Instructions to follow:
Find every line in the rows below that contains the string "cloud", matching case exactly, and copy each of those lines in full.

Data for processing:
****************

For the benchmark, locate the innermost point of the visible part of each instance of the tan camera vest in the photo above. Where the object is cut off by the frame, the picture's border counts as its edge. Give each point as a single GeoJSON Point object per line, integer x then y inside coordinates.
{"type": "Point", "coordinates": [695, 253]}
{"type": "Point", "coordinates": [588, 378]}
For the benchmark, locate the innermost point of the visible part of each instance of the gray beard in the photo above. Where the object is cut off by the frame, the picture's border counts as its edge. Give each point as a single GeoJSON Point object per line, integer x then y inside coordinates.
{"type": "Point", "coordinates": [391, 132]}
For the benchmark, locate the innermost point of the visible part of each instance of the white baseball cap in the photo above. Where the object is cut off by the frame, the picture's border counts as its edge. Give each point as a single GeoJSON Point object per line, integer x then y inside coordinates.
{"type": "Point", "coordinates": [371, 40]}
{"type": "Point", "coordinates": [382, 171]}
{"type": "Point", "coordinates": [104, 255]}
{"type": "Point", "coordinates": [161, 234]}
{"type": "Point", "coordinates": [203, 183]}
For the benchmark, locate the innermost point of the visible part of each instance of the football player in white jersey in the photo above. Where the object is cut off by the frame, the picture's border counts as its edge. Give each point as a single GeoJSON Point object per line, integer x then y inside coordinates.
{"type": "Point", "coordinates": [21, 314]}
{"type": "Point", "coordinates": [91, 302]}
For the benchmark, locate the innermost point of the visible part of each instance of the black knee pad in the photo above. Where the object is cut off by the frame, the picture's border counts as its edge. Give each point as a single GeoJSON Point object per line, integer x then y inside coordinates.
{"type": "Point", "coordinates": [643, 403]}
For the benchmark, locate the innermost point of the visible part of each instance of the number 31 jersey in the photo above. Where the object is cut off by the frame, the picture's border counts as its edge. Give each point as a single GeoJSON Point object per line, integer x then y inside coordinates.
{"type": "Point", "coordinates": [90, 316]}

****************

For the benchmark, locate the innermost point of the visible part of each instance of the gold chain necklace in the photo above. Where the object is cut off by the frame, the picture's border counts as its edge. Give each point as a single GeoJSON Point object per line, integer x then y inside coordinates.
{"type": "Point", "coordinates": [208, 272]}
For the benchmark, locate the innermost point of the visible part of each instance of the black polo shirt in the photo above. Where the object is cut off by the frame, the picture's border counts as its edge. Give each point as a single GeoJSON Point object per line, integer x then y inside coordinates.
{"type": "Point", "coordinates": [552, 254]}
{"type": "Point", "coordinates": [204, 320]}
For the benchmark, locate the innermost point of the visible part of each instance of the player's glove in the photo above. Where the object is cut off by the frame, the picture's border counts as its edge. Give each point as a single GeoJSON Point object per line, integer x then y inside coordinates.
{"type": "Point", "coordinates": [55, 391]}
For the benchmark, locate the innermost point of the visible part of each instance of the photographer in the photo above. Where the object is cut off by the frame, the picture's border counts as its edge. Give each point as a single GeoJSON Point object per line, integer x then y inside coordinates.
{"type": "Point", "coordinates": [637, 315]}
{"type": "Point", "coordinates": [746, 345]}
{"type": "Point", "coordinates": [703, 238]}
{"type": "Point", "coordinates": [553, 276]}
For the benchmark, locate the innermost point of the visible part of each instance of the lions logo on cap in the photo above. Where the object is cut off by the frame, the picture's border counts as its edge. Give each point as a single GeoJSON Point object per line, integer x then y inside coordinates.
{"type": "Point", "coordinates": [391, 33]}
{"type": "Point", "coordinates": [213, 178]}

****************

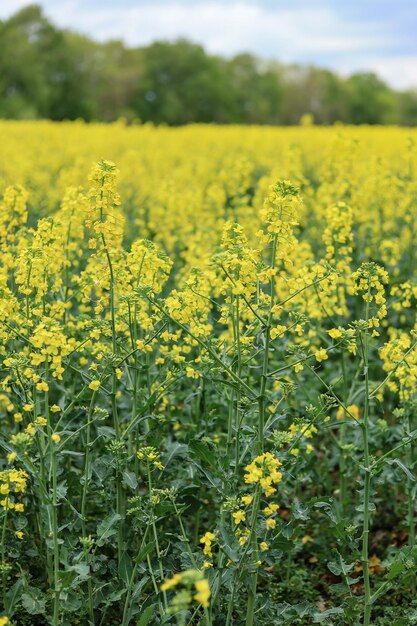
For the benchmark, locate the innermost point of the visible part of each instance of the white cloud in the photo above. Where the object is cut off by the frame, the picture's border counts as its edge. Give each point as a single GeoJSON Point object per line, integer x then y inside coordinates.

****************

The answer:
For the benchmark, locate the innermost point of the visible part of each instance of the white cloud in the photo above. Where the object is cut off by the frame, the picture's border counts as its edge. Give each point as a single GeoJSON Point object per line, integer x then y inside coordinates.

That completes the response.